* TRY IT:
Retype all of the entries precisely.

▶

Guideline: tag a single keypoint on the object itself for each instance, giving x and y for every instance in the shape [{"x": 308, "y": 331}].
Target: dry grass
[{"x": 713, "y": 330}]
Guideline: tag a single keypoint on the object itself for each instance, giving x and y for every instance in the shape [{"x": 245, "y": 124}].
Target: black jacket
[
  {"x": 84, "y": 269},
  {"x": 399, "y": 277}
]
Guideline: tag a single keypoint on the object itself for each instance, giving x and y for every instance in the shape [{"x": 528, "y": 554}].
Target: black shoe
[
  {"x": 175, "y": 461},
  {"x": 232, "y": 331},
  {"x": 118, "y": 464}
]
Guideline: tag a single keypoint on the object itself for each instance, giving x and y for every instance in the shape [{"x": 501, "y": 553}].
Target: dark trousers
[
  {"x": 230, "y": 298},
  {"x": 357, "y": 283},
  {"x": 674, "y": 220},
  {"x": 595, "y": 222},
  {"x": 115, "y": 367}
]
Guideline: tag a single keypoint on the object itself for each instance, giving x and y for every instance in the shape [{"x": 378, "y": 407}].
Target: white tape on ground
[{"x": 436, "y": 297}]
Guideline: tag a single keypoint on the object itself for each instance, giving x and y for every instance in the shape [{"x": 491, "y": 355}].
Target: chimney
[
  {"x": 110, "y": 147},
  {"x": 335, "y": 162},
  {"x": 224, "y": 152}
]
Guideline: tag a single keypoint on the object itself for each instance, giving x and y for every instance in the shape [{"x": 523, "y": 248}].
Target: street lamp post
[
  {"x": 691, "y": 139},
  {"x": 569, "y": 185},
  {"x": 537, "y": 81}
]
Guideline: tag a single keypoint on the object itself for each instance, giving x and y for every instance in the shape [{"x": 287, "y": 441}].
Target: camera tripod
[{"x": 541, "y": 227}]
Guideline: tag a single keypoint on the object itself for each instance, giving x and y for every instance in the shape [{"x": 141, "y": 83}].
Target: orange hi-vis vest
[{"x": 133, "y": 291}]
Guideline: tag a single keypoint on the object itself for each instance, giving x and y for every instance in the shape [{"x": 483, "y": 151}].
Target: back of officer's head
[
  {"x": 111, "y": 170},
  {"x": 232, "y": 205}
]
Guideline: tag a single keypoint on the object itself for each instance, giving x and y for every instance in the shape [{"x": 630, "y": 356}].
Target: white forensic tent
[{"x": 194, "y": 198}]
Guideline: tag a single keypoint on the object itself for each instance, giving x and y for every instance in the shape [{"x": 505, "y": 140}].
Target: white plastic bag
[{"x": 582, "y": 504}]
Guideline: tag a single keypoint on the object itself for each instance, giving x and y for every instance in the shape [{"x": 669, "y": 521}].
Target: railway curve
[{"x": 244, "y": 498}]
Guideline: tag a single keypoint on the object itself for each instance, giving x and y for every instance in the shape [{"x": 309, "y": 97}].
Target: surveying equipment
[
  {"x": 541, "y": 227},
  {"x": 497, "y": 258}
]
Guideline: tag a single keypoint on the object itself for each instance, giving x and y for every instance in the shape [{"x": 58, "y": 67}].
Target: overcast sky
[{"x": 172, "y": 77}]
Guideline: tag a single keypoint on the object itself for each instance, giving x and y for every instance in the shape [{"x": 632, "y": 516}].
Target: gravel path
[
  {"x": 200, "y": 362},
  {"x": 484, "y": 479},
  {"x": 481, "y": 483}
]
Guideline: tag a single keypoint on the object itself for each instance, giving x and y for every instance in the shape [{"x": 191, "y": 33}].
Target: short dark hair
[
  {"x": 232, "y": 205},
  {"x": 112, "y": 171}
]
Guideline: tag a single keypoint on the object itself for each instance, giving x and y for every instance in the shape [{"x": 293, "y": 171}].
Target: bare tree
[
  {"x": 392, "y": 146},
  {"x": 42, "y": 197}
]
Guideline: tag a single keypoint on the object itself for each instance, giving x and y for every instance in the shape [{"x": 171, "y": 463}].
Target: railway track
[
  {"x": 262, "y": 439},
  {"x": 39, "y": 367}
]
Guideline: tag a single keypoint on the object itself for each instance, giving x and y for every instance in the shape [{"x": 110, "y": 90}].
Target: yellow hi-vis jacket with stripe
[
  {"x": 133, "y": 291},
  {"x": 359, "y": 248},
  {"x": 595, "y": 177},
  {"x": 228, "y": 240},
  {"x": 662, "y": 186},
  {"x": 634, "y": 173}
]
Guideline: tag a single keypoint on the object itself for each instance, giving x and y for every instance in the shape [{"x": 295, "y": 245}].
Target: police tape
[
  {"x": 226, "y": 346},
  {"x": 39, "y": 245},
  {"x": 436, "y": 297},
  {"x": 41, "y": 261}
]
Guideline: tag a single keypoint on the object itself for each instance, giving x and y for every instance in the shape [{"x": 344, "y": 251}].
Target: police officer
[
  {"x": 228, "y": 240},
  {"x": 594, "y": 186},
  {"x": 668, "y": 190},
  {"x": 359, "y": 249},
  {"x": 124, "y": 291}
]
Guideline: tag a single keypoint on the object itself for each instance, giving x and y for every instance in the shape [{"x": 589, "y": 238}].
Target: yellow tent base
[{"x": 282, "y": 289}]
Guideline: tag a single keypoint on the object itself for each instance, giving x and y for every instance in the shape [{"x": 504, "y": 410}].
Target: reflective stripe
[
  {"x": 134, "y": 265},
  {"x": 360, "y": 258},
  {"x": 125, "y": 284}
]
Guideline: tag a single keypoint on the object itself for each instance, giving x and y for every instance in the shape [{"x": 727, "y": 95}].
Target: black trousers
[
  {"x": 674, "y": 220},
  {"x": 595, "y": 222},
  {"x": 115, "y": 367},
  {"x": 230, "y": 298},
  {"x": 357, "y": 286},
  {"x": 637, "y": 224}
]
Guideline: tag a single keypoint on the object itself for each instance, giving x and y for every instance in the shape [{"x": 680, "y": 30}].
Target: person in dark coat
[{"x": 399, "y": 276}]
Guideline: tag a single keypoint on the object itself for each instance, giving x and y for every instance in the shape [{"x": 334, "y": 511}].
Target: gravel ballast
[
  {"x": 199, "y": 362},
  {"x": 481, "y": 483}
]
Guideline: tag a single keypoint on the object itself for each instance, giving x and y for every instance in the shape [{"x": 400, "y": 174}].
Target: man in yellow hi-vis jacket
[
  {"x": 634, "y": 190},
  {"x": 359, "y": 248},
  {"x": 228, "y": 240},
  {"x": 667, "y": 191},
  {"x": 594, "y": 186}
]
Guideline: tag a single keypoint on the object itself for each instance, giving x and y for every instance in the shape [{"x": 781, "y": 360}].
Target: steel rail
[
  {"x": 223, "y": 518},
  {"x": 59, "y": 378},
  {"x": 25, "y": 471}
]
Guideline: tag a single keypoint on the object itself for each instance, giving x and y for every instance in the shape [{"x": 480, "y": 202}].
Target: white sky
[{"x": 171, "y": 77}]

◀

* SOLUTION FOR THIS TASK:
Guideline: tag a single keypoint on the object itself for each instance, giving x and y for every instance in the shape [{"x": 308, "y": 331}].
Target: dry grass
[{"x": 713, "y": 330}]
Guideline: tag a single keypoint on the object itself for each instance, giving x and y for every instance in the shape [{"x": 245, "y": 124}].
Target: black jacket
[
  {"x": 84, "y": 269},
  {"x": 399, "y": 277}
]
Guideline: tag a single keypoint on the object itself for each instance, giving x and y for every instance in the shape [{"x": 528, "y": 554}].
Target: black shoe
[
  {"x": 175, "y": 461},
  {"x": 232, "y": 331},
  {"x": 118, "y": 464}
]
Guideline: tag a single keypoint on the object itself for each instance, giving x and y for every instance in the shape [{"x": 501, "y": 553}].
Target: dark trousers
[
  {"x": 230, "y": 298},
  {"x": 357, "y": 283},
  {"x": 674, "y": 220},
  {"x": 595, "y": 222},
  {"x": 115, "y": 367}
]
Guideline: tag a single keypoint on the object itself for each instance, giving x and y for every instance in the shape [{"x": 378, "y": 407}].
Target: white tape on ground
[{"x": 436, "y": 297}]
Guideline: tag a single keypoint on the object itself for each instance, giving x and y for every instance in the shape [{"x": 491, "y": 355}].
Target: chimney
[
  {"x": 110, "y": 147},
  {"x": 335, "y": 162},
  {"x": 224, "y": 152}
]
Guideline: tag a single keypoint on the object itself for each instance, giving x and y for every instance in the shape [{"x": 523, "y": 248}].
Target: street lamp post
[
  {"x": 691, "y": 139},
  {"x": 569, "y": 185},
  {"x": 537, "y": 81}
]
Guideline: tag a single keypoint on the object itself for each instance, giving x and y for every instance in the shape [{"x": 287, "y": 441}].
Target: camera tripod
[{"x": 541, "y": 227}]
Guideline: tag a single keypoint on the object itself for each instance, giving x and y for every instance in the shape [{"x": 141, "y": 83}].
Target: orange hi-vis vest
[{"x": 133, "y": 291}]
Guideline: tag a single keypoint on the object itself for each instance, giving x and y for every instance in the shape [{"x": 483, "y": 151}].
Target: back of officer's head
[
  {"x": 111, "y": 170},
  {"x": 232, "y": 205}
]
Guideline: tag a single keypoint on the object itself for each instance, giving x and y for every instance in the shape [{"x": 630, "y": 356}].
Target: white forensic tent
[{"x": 194, "y": 198}]
Guideline: tag a single keypoint on the object itself for each instance, giving x and y for every instance in the shape [{"x": 505, "y": 140}].
Target: white plastic bag
[{"x": 582, "y": 504}]
Guideline: tag a single keypoint on the object itself for each instance, giving x and y for every instance in the shape [{"x": 669, "y": 521}].
Target: railway curve
[{"x": 244, "y": 498}]
Guideline: tag a single keypoint on the object itself for each instance, giving x and y for every instance in the shape [{"x": 309, "y": 97}].
Target: surveying equipment
[
  {"x": 541, "y": 227},
  {"x": 497, "y": 258}
]
Guideline: tag a single keypoint on the object itself for each instance, giving x and y for every instance in the shape [{"x": 58, "y": 67}].
Target: overcast sky
[{"x": 172, "y": 77}]
Guideline: tag a single keypoint on the object itself for each instance, giving x and y for every instance in the shape [{"x": 632, "y": 516}].
Target: gravel path
[
  {"x": 200, "y": 362},
  {"x": 484, "y": 479},
  {"x": 481, "y": 483}
]
Guideline: tag a single keypoint on the object itself for each instance, giving x and y for every instance in the shape [{"x": 191, "y": 33}].
Target: short dark hair
[
  {"x": 232, "y": 205},
  {"x": 112, "y": 171}
]
Guideline: tag a single keypoint on the object itself for each instance, giving x and y for every instance in the shape [{"x": 293, "y": 171}].
Target: bare tree
[
  {"x": 392, "y": 146},
  {"x": 42, "y": 197}
]
Guideline: tag a single keypoint on the object itself for each instance, giving x and y for every instance in the shape [{"x": 171, "y": 463}].
Target: railway track
[
  {"x": 262, "y": 439},
  {"x": 39, "y": 367}
]
Guideline: tag a single keypoint on the object itself for each instance, giving x and y for every instance in the shape [{"x": 110, "y": 90}].
Target: yellow hi-vis jacket with stripe
[
  {"x": 133, "y": 291},
  {"x": 359, "y": 248},
  {"x": 595, "y": 177},
  {"x": 228, "y": 240},
  {"x": 662, "y": 186},
  {"x": 634, "y": 173}
]
Guideline: tag a single keypoint on the object itself for each instance, giving x and y for every instance in the shape [{"x": 295, "y": 245}].
Target: police tape
[
  {"x": 226, "y": 346},
  {"x": 39, "y": 245},
  {"x": 436, "y": 297},
  {"x": 41, "y": 261}
]
Guideline: tag a single keypoint on the object itself for each instance, giving x and y for every instance in the shape [{"x": 344, "y": 251}].
Target: police officer
[
  {"x": 228, "y": 240},
  {"x": 594, "y": 186},
  {"x": 668, "y": 190},
  {"x": 359, "y": 249},
  {"x": 124, "y": 291}
]
Guideline: tag a single keypoint on the object itself for each instance, giving x and y for every instance in the shape [{"x": 589, "y": 238}].
Target: yellow tent base
[{"x": 282, "y": 289}]
Guideline: tag a single keypoint on the object itself for each instance, giving x and y for every instance in the shape [{"x": 504, "y": 410}].
Target: reflective stripe
[
  {"x": 134, "y": 265},
  {"x": 360, "y": 258},
  {"x": 125, "y": 284}
]
Guideline: tag a single keypoint on the object itself for each instance, giving x and y for every instance in the shape [{"x": 727, "y": 95}].
Target: black trousers
[
  {"x": 674, "y": 220},
  {"x": 595, "y": 222},
  {"x": 115, "y": 367},
  {"x": 230, "y": 298},
  {"x": 357, "y": 286},
  {"x": 637, "y": 224}
]
Guideline: tag a single keypoint on the object itself for each instance, giving x and y for every instance in the shape [{"x": 680, "y": 30}].
Target: person in dark coat
[{"x": 399, "y": 276}]
Guideline: tag a single keypoint on the object itself for each instance, giving x and y for every instance in the shape [{"x": 334, "y": 511}].
Target: gravel ballast
[
  {"x": 199, "y": 362},
  {"x": 481, "y": 483}
]
Guideline: tag a single keypoint on the object itself for each instance, giving x and y for every instance in the shape [{"x": 400, "y": 174}].
Target: man in yellow hi-vis jacket
[
  {"x": 634, "y": 190},
  {"x": 359, "y": 248},
  {"x": 228, "y": 240},
  {"x": 667, "y": 191},
  {"x": 594, "y": 186}
]
Guideline: tag a single keypoint on the object itself for each instance, giving x and y for every instance in the shape [{"x": 781, "y": 360}].
Target: steel rail
[
  {"x": 223, "y": 518},
  {"x": 59, "y": 378},
  {"x": 25, "y": 471}
]
Guideline: tag a single keypoint on the object itself for each instance, giving x and y for every instance in the shape [{"x": 480, "y": 202}].
Target: white sky
[{"x": 171, "y": 77}]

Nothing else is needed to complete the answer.